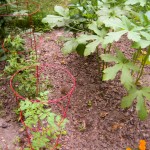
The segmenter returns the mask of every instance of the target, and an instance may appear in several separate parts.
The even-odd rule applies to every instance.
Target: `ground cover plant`
[[[149,8],[150,2],[145,0],[75,0],[68,8],[55,6],[57,15],[43,18],[51,28],[65,27],[74,32],[73,38],[64,39],[64,54],[76,51],[89,56],[96,51],[99,64],[103,64],[103,81],[113,80],[121,72],[120,81],[128,92],[121,107],[128,108],[136,100],[141,120],[148,116],[146,101],[150,100],[150,87],[140,83],[144,67],[150,64]],[[116,54],[112,53],[113,43],[123,35],[132,42],[131,58],[126,58],[117,47]],[[114,66],[108,67],[110,62]]]
[[[3,12],[2,14],[8,13],[8,11],[10,11],[9,13],[13,13],[13,15],[24,15],[25,13],[28,13],[28,11],[26,10],[19,11],[18,9],[18,5],[15,6],[15,4],[10,3],[10,9],[8,7],[7,12]],[[15,18],[13,20],[15,29],[19,27],[19,31],[21,31],[20,35],[23,36],[23,31],[25,31],[30,26],[26,26],[26,24],[24,26],[21,22],[19,23],[18,18],[23,22],[25,21],[25,23],[27,21],[29,22],[30,20],[26,17],[22,18],[20,16],[18,16],[17,19]],[[9,20],[9,23],[11,21],[12,20]],[[0,29],[2,29],[3,31],[4,27],[6,26],[6,24],[2,24]],[[9,25],[7,27],[10,28]],[[58,146],[58,141],[56,145],[55,142],[62,134],[67,120],[64,119],[61,115],[53,113],[51,109],[46,109],[48,107],[47,94],[49,92],[45,91],[45,89],[48,90],[47,87],[52,87],[52,85],[49,85],[49,82],[47,82],[47,80],[42,81],[39,87],[40,91],[38,90],[39,94],[37,93],[37,78],[35,77],[35,66],[38,66],[39,64],[37,63],[38,57],[36,51],[33,49],[33,45],[31,47],[25,47],[25,40],[20,35],[16,35],[16,33],[18,32],[16,32],[15,29],[11,31],[11,33],[9,33],[10,35],[7,38],[7,34],[4,33],[4,36],[2,36],[1,39],[2,51],[0,51],[0,58],[1,61],[5,61],[5,68],[3,70],[3,74],[1,74],[1,77],[5,78],[7,76],[7,78],[9,79],[18,70],[29,68],[20,71],[14,78],[15,90],[23,97],[26,97],[25,101],[21,99],[18,100],[20,107],[18,110],[20,111],[20,120],[27,130],[30,129],[30,131],[27,132],[30,132],[30,137],[28,137],[28,140],[31,140],[31,143],[29,142],[25,144],[26,146],[24,145],[23,147],[26,150],[39,150],[53,147],[56,148]],[[30,32],[29,35],[26,34],[24,36],[34,38],[34,35],[32,35],[32,33]],[[33,69],[31,69],[30,66],[33,66]],[[31,99],[34,98],[37,98],[39,101],[37,103],[31,102]]]
[[[45,6],[43,6],[43,8],[45,8]],[[20,13],[20,11],[18,12]],[[25,11],[24,13],[27,12]],[[45,14],[44,15],[42,14],[41,16],[43,17],[45,16]],[[35,26],[36,24],[39,23],[41,16],[39,18],[38,17],[35,18],[35,20],[33,19],[35,21],[34,22]],[[55,6],[55,13],[52,13],[51,15],[48,15],[46,18],[43,19],[43,23],[44,24],[46,23],[46,26],[43,26],[42,24],[42,26],[40,26],[39,28],[37,27],[36,31],[39,30],[47,31],[49,30],[49,27],[50,29],[55,29],[57,27],[64,27],[65,30],[72,32],[73,33],[72,38],[63,39],[65,41],[64,47],[62,49],[64,54],[77,52],[79,55],[85,56],[87,58],[87,60],[90,62],[88,63],[89,66],[95,68],[94,65],[92,66],[93,63],[92,53],[96,52],[100,80],[103,81],[113,80],[116,76],[118,77],[119,75],[121,84],[124,85],[128,93],[127,96],[123,97],[122,99],[121,103],[122,108],[130,107],[133,102],[136,102],[137,104],[136,110],[138,112],[138,116],[140,117],[140,119],[144,120],[149,112],[147,100],[150,99],[150,88],[145,87],[145,85],[141,81],[141,78],[144,77],[145,68],[149,65],[150,62],[149,22],[150,22],[149,1],[128,0],[127,2],[125,2],[123,0],[122,1],[73,0],[68,7],[63,8],[62,6]],[[49,27],[47,26],[47,23],[49,24]],[[17,22],[16,25],[20,26],[21,28],[21,24],[19,22]],[[23,27],[22,29],[26,30],[27,28],[28,27],[25,26],[25,28]],[[127,38],[132,43],[132,48],[126,50],[131,51],[130,57],[127,57],[126,53],[121,49],[119,50],[117,47],[114,48],[114,42],[118,41],[122,37],[122,35],[127,36]],[[5,37],[6,39],[4,40],[4,47],[8,51],[6,51],[6,53],[2,51],[2,55],[0,55],[0,57],[5,56],[4,60],[6,60],[6,66],[4,69],[4,74],[2,76],[7,76],[7,78],[10,78],[14,72],[24,67],[29,67],[30,65],[33,66],[39,65],[37,63],[37,56],[34,50],[32,48],[30,49],[25,48],[25,40],[22,39],[20,35],[16,36],[12,34],[8,37],[7,36]],[[53,33],[51,37],[55,39]],[[50,42],[51,45],[55,45],[57,42],[50,40],[50,38],[48,37],[45,38],[47,43]],[[47,45],[47,43],[43,43],[43,47]],[[49,51],[49,49],[53,50]],[[53,51],[54,53],[56,52],[58,53],[58,51],[55,52],[55,47],[50,48],[50,46],[47,51],[48,51],[48,53],[46,53],[47,56],[52,55]],[[60,61],[56,63],[61,63],[63,65],[64,64],[66,65],[67,63],[64,57],[61,56],[60,59],[59,55],[57,56],[56,54],[52,55],[50,58],[49,57],[46,58],[44,55],[45,54],[44,49],[41,50],[41,54],[43,59],[45,59],[44,61],[49,62],[50,59],[52,59],[50,62],[53,63],[54,59],[56,58],[58,59],[58,61]],[[42,60],[42,58],[40,59]],[[72,59],[72,57],[70,59]],[[74,61],[74,59],[72,60]],[[81,61],[81,59],[79,60]],[[88,67],[87,62],[81,61],[81,63],[79,63],[79,68],[80,67],[83,68],[84,63],[85,67]],[[76,65],[76,67],[78,66]],[[46,148],[48,149],[49,147],[53,147],[53,143],[55,143],[57,137],[63,134],[64,127],[67,122],[67,120],[63,120],[60,115],[55,114],[52,111],[52,109],[49,108],[48,105],[46,104],[46,101],[48,100],[47,89],[53,88],[53,85],[49,84],[49,80],[45,80],[45,82],[42,82],[41,87],[39,88],[40,89],[39,91],[41,92],[39,92],[39,94],[37,95],[36,78],[34,72],[35,72],[34,67],[33,69],[25,69],[24,71],[21,70],[19,71],[18,75],[14,78],[14,84],[16,83],[15,90],[24,97],[28,97],[26,100],[19,99],[20,108],[18,110],[24,114],[19,119],[21,120],[21,118],[23,118],[25,124],[31,129],[30,133],[32,137],[31,141],[32,147],[30,147],[28,144],[25,143],[24,145],[26,145],[25,147],[26,150],[29,149],[38,150]],[[81,69],[79,73],[81,73],[80,75],[82,76],[83,75],[82,73],[85,72],[83,72],[83,70]],[[101,76],[101,74],[103,74],[103,77]],[[91,88],[95,89],[96,87],[93,87],[91,84],[94,82],[93,80],[95,79],[92,80],[89,77],[89,75],[90,73],[88,72],[87,75],[83,77],[86,79],[90,79],[91,82],[90,80],[87,81],[90,82]],[[84,106],[87,105],[86,108],[88,108],[88,111],[90,112],[91,115],[94,115],[94,119],[97,121],[98,119],[96,118],[96,114],[94,113],[92,114],[91,112],[92,108],[96,103],[92,101],[91,96],[87,97],[87,93],[85,92],[87,92],[88,89],[84,86],[85,83],[81,80],[79,84],[85,88],[84,93],[81,92],[82,93],[81,100],[84,101],[85,98],[87,99],[87,102],[84,102]],[[86,85],[88,84],[89,83],[86,82]],[[97,93],[94,93],[93,89],[89,93],[93,93],[96,95]],[[64,91],[65,90],[63,89],[62,93],[65,93]],[[96,96],[94,98],[96,99]],[[31,99],[38,99],[39,101],[38,103],[32,103]],[[109,99],[111,98],[109,97]],[[78,97],[75,97],[73,103],[78,104]],[[100,101],[98,100],[97,103],[100,103]],[[105,104],[107,105],[108,101],[104,103],[104,106],[106,106]],[[81,106],[76,105],[76,107],[78,108],[77,110],[80,111]],[[75,112],[74,114],[75,116],[77,116],[77,122],[79,122],[76,128],[77,130],[79,130],[79,132],[81,132],[81,134],[85,135],[85,133],[88,132],[88,129],[91,131],[94,131],[96,129],[95,127],[92,126],[91,121],[90,123],[87,123],[86,120],[82,121],[80,115],[77,112]],[[88,115],[90,116],[90,114]],[[113,112],[111,112],[111,114],[113,114]],[[103,120],[105,117],[107,118],[107,115],[108,115],[107,112],[100,113],[99,115],[100,120]],[[122,114],[119,114],[119,116],[122,116]],[[76,120],[74,120],[74,117],[72,116],[71,118],[73,118],[73,123],[75,124]],[[91,116],[90,119],[92,120],[93,116]],[[129,118],[127,118],[127,120],[128,119]],[[124,120],[124,117],[122,117],[121,120]],[[107,120],[104,119],[104,122],[106,122],[107,124]],[[111,122],[113,124],[114,121],[111,120]],[[98,123],[99,121],[96,122],[96,124]],[[123,123],[119,124],[117,122],[113,124],[112,131],[114,132],[118,128],[119,129],[123,128],[124,130],[124,125],[126,124]],[[36,132],[37,129],[38,132]],[[97,130],[99,130],[99,128]],[[110,131],[106,129],[106,126],[103,130],[106,130],[107,132]],[[69,139],[71,141],[73,137],[73,130],[69,129],[69,132],[70,131],[71,134],[69,136]],[[134,132],[138,132],[138,130]],[[96,135],[97,131],[94,134]],[[135,133],[135,135],[137,134]],[[76,142],[77,144],[74,146],[73,149],[78,148],[77,147],[78,143],[80,145],[79,141],[80,138],[76,137],[75,141],[77,141]],[[102,139],[97,138],[97,140],[99,141],[98,145],[101,145],[99,143],[101,140],[103,142],[103,138]],[[93,143],[91,139],[92,137],[90,137],[90,141],[91,143]],[[106,141],[108,141],[108,138]],[[117,144],[117,141],[114,141],[114,143]],[[70,147],[68,148],[67,146],[66,147],[65,146],[66,145],[64,144],[63,148],[67,150],[71,149]],[[131,145],[126,145],[125,147],[127,146],[129,146],[127,150],[130,150],[133,147]],[[146,142],[144,140],[141,140],[138,149],[139,150],[146,149],[146,146],[147,146]],[[88,147],[88,140],[87,140],[86,145],[83,144],[82,148],[83,149],[89,148],[90,150],[95,150],[96,149],[95,147],[94,144],[91,147]],[[58,147],[58,149],[59,148],[60,147]],[[110,147],[108,147],[108,149],[109,148]]]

++++

» Exercise description:
Find every line in the entries above that contains the word "instance", and copy each of those lines.

» Reply:
The segmenter returns the mask of every instance of the target, and an instance may appear in several separate parts.
The even-odd rule applies to every instance.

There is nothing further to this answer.